§ EXERCISE AIM
Reproduce all of the material word for word.
+===+
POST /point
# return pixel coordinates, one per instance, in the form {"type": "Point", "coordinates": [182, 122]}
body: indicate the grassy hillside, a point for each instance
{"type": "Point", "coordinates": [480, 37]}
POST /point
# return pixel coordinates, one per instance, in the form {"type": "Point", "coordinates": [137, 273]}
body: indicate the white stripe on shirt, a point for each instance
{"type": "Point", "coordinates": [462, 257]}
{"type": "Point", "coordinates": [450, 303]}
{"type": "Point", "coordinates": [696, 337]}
+===+
§ COMPLETED EXERCISE
POST /point
# return pixel coordinates, one per instance, in the form {"type": "Point", "coordinates": [182, 122]}
body: indicate the grassy hillside, a point for each instance
{"type": "Point", "coordinates": [480, 37]}
POST /point
# return pixel coordinates, one per instance, in the form {"type": "Point", "coordinates": [137, 273]}
body: indicate the white stripe on shirt, a point for each instance
{"type": "Point", "coordinates": [462, 257]}
{"type": "Point", "coordinates": [450, 303]}
{"type": "Point", "coordinates": [696, 337]}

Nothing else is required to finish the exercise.